**Exercise instructions**
Pick out each line in the listing that contains the word "green" and copy those lines. Matching is case-sensitive.

Records excerpted from a collection

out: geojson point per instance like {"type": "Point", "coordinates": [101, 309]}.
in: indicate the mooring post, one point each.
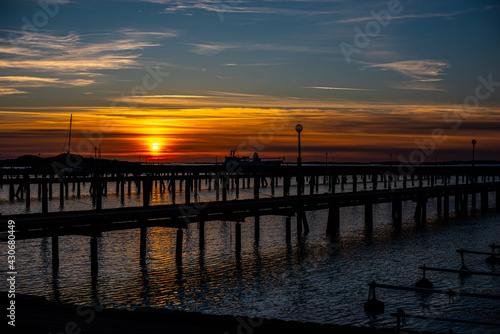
{"type": "Point", "coordinates": [311, 185]}
{"type": "Point", "coordinates": [145, 191]}
{"type": "Point", "coordinates": [122, 191]}
{"type": "Point", "coordinates": [473, 198]}
{"type": "Point", "coordinates": [94, 258]}
{"type": "Point", "coordinates": [484, 201]}
{"type": "Point", "coordinates": [256, 186]}
{"type": "Point", "coordinates": [61, 195]}
{"type": "Point", "coordinates": [397, 211]}
{"type": "Point", "coordinates": [288, 229]}
{"type": "Point", "coordinates": [369, 214]}
{"type": "Point", "coordinates": [55, 254]}
{"type": "Point", "coordinates": [225, 186]}
{"type": "Point", "coordinates": [237, 185]}
{"type": "Point", "coordinates": [28, 190]}
{"type": "Point", "coordinates": [173, 186]}
{"type": "Point", "coordinates": [39, 191]}
{"type": "Point", "coordinates": [286, 185]}
{"type": "Point", "coordinates": [257, 228]}
{"type": "Point", "coordinates": [178, 244]}
{"type": "Point", "coordinates": [238, 239]}
{"type": "Point", "coordinates": [201, 231]}
{"type": "Point", "coordinates": [497, 199]}
{"type": "Point", "coordinates": [143, 241]}
{"type": "Point", "coordinates": [333, 224]}
{"type": "Point", "coordinates": [187, 190]}
{"type": "Point", "coordinates": [299, 223]}
{"type": "Point", "coordinates": [465, 202]}
{"type": "Point", "coordinates": [446, 207]}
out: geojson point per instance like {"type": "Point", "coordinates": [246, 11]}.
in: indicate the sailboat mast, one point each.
{"type": "Point", "coordinates": [69, 142]}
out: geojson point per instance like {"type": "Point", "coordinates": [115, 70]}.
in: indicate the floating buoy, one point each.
{"type": "Point", "coordinates": [424, 282]}
{"type": "Point", "coordinates": [492, 259]}
{"type": "Point", "coordinates": [373, 305]}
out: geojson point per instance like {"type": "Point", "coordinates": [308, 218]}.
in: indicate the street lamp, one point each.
{"type": "Point", "coordinates": [473, 146]}
{"type": "Point", "coordinates": [299, 129]}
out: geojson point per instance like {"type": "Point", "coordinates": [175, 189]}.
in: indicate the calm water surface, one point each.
{"type": "Point", "coordinates": [307, 280]}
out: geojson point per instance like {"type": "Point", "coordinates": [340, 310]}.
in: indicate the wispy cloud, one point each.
{"type": "Point", "coordinates": [404, 17]}
{"type": "Point", "coordinates": [70, 59]}
{"type": "Point", "coordinates": [208, 49]}
{"type": "Point", "coordinates": [9, 91]}
{"type": "Point", "coordinates": [424, 74]}
{"type": "Point", "coordinates": [26, 81]}
{"type": "Point", "coordinates": [337, 88]}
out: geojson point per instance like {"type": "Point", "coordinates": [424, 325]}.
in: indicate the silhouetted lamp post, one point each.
{"type": "Point", "coordinates": [299, 129]}
{"type": "Point", "coordinates": [473, 146]}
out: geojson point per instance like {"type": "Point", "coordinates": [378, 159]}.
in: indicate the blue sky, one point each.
{"type": "Point", "coordinates": [75, 55]}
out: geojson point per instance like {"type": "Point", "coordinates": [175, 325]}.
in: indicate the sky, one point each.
{"type": "Point", "coordinates": [368, 80]}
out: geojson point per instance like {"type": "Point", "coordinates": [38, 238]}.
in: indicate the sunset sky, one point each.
{"type": "Point", "coordinates": [366, 79]}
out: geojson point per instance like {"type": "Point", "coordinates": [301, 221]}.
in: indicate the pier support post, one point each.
{"type": "Point", "coordinates": [484, 201]}
{"type": "Point", "coordinates": [333, 225]}
{"type": "Point", "coordinates": [238, 239]}
{"type": "Point", "coordinates": [145, 191]}
{"type": "Point", "coordinates": [286, 186]}
{"type": "Point", "coordinates": [256, 186]}
{"type": "Point", "coordinates": [439, 205]}
{"type": "Point", "coordinates": [257, 228]}
{"type": "Point", "coordinates": [55, 254]}
{"type": "Point", "coordinates": [178, 244]}
{"type": "Point", "coordinates": [122, 191]}
{"type": "Point", "coordinates": [237, 185]}
{"type": "Point", "coordinates": [187, 190]}
{"type": "Point", "coordinates": [288, 229]}
{"type": "Point", "coordinates": [201, 237]}
{"type": "Point", "coordinates": [421, 210]}
{"type": "Point", "coordinates": [143, 242]}
{"type": "Point", "coordinates": [28, 191]}
{"type": "Point", "coordinates": [45, 200]}
{"type": "Point", "coordinates": [94, 259]}
{"type": "Point", "coordinates": [397, 211]}
{"type": "Point", "coordinates": [61, 195]}
{"type": "Point", "coordinates": [225, 186]}
{"type": "Point", "coordinates": [446, 206]}
{"type": "Point", "coordinates": [497, 199]}
{"type": "Point", "coordinates": [458, 201]}
{"type": "Point", "coordinates": [369, 214]}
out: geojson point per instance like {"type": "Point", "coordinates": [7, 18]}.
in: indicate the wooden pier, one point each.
{"type": "Point", "coordinates": [456, 182]}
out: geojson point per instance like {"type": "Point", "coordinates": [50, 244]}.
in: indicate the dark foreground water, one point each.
{"type": "Point", "coordinates": [308, 280]}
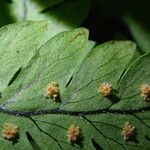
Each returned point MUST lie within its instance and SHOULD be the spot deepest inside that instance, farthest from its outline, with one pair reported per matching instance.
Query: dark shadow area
(113, 97)
(141, 121)
(9, 1)
(41, 130)
(14, 140)
(57, 99)
(5, 14)
(147, 138)
(69, 12)
(104, 25)
(33, 143)
(96, 145)
(69, 81)
(15, 76)
(79, 141)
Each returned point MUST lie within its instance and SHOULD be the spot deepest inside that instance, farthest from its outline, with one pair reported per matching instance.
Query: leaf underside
(29, 62)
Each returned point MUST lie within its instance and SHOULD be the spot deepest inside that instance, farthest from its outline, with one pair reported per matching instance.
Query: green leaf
(140, 32)
(18, 44)
(60, 14)
(67, 59)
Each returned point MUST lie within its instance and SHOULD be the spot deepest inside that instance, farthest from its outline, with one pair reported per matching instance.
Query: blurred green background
(106, 19)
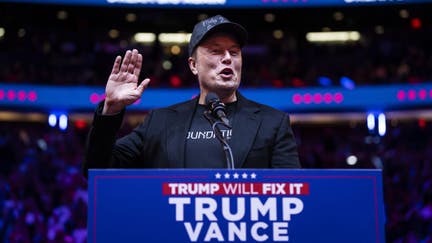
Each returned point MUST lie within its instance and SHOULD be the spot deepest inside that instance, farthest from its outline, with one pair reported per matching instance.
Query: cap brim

**Task response**
Query: green leaf
Query: blurred green background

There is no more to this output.